* [Quoted passage]:
-- Opening Marker --
Judge gives state 2 months to defend abortion waiting period

abortion-counselling-Florida

If the state thinks a law requiring women to wait 24 hours before getting an abortion is constitutional, it needs to prove it, a Tallahassee judge said during a Wednesday hearing.

Circuit Judge Terry Lewis—a 28-year veteran of the bench—gave the Attorney General’s Office 60 days to develop evidence to counter a Supreme Court decision this February temporarily halting enforcement of the waiting period, passed in 2015.

Opponents say delays could lead to victims of domestic abuse being forced to forgo an abortion, or cause additional emotional distress for women who have a doomed pregnancy. Proponents counter the waiting period is necessary because the decision can’t be undone.

Julia Kaye, the American Civil Liberties Union lawyer representing a Gainesville women’s clinic, later told reporters the “mandatory timeout” was an “insulting law,” and that Lewis’ move meant “Florida women will just have to wait a little longer for justice.”

Deputy Solicitor General Denise Harle had argued that the law doesn’t create significant burdens for women and was the “least intrusive” way to achieve a “compelling state interest.”

Harle suggested that evidence offered might include details of similar laws in other states, for example.

But the Supreme Court said there’s a strong likelihood that a lower court will determine the law is unconstitutional because the state had offered no evidence that the law in fact does address a compelling state interest.

(Background from The Associated Press, reprinted with permission.)

Jim Rosica

Jim Rosica is the Tallahassee-based Senior Editor for Florida Politics. He previously was the Tampa Tribune’s statehouse reporter. Before that, he covered three legislative sessions in Florida for The Associated Press. Jim graduated from law school in 2009 after spending nearly a decade covering courts for the Tallahassee Democrat, including reporting on the 2000 presidential recount. He can be reached at [email protected].
-- Closing Marker --
* [Extracted information]:
-- Opening Marker --
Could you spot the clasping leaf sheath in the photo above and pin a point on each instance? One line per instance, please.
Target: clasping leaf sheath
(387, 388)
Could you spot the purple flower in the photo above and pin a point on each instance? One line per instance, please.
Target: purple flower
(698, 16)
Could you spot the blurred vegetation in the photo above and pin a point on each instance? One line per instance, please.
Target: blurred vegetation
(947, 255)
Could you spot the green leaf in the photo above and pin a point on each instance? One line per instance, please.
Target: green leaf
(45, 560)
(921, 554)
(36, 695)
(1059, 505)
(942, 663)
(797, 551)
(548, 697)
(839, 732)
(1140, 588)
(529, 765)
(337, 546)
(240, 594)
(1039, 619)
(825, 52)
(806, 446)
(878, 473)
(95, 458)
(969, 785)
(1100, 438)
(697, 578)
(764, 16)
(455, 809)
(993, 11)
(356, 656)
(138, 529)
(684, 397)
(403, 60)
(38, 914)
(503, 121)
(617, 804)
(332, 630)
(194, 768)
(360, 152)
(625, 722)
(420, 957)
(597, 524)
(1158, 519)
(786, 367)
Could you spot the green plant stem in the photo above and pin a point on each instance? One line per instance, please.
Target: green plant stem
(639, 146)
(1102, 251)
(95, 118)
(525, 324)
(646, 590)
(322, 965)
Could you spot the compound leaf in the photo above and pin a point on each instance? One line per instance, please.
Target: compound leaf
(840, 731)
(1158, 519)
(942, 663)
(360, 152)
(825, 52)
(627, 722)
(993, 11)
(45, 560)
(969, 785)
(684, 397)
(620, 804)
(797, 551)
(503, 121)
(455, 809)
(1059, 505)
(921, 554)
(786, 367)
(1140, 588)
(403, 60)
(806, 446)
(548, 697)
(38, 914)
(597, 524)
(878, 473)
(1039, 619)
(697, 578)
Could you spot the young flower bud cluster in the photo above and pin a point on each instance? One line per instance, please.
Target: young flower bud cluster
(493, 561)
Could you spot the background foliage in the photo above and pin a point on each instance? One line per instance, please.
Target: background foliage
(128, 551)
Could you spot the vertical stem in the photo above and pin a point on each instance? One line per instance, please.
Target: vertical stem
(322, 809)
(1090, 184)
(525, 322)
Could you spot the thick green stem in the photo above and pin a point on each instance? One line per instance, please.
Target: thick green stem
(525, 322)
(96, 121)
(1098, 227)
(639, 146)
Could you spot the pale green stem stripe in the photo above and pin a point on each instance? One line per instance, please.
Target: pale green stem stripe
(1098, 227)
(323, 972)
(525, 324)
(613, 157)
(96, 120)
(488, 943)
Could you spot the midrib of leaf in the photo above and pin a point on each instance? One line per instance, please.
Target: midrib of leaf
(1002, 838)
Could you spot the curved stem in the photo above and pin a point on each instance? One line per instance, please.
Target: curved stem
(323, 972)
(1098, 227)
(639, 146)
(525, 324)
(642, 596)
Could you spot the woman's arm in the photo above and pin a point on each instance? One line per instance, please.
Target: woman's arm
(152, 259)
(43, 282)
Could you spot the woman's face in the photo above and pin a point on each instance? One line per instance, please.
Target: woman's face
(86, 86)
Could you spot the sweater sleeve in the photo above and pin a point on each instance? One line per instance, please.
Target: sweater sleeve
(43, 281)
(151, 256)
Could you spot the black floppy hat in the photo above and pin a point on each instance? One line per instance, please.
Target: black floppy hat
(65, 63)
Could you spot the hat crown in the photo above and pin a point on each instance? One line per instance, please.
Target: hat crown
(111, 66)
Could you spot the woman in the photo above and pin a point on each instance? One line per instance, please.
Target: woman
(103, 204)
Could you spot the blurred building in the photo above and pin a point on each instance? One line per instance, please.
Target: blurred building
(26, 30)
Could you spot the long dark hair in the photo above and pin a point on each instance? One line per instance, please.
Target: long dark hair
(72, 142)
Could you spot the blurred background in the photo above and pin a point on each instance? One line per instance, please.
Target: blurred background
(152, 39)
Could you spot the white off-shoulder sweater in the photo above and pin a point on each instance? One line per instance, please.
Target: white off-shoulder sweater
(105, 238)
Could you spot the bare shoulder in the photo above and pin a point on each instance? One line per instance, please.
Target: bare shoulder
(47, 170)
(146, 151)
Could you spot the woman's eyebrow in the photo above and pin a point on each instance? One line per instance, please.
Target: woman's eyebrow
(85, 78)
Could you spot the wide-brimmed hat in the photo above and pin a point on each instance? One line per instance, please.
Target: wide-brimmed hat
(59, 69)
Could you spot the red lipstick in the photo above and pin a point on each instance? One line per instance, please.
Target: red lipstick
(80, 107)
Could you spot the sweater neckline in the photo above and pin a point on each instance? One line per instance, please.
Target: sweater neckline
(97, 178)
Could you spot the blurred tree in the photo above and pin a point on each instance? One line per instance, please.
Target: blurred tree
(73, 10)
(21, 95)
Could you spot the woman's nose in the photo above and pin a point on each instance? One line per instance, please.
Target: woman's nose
-- Closing Marker --
* [Parts of the exercise]:
A. In the article on Florida's abortion waiting period, how many days did Circuit Judge Terry Lewis give the Attorney General's Office to develop evidence?
B. Copy the article on Florida's abortion waiting period between "Circuit Judge Terry" and "passed in 2015.", inclusive.
C. Continue the article on Florida's abortion waiting period from its last line.

* [Exercise responses]:
A. 60 days.

B.
Circuit Judge Terry Lewis—a 28-year veteran of the bench—gave the Attorney General’s Office 60 days to develop evidence to counter a Supreme Court decision this February temporarily halting enforcement of the waiting period, passed in 2015.

C.
One comment

  • Kendra Jowers

    July 19, 2017 at 1:22 pm

    You cannot do indirectly what you can’ t do directly. It strikes me that in the absence of a medical justification (and how long has the state now had to come up with such a justification?), women cannot be forced to wait before a medical procedure is conducted in the hope that certain religious individuals’ wishes will come true that she changes her mind. It is quite plainly an attempt to impose additional regulatory burdens that will hinder a woman’s ability to get a procedure the constitutionality of which has been long and repeatedly upheld.

    I understand that those on the right don’t like the fact that abortion is a right. That is, as some might say, a tough nugget. There are similarly rights that those on the left might find distasteful, such as an individual right to bear arms. To the extent that these rights are clearly established by the federal courts, it is inappropriate for the legislature or anyone else to try to impose backdoor ways of curtailing them, making them unduly burdensome, etc. That includes abortion.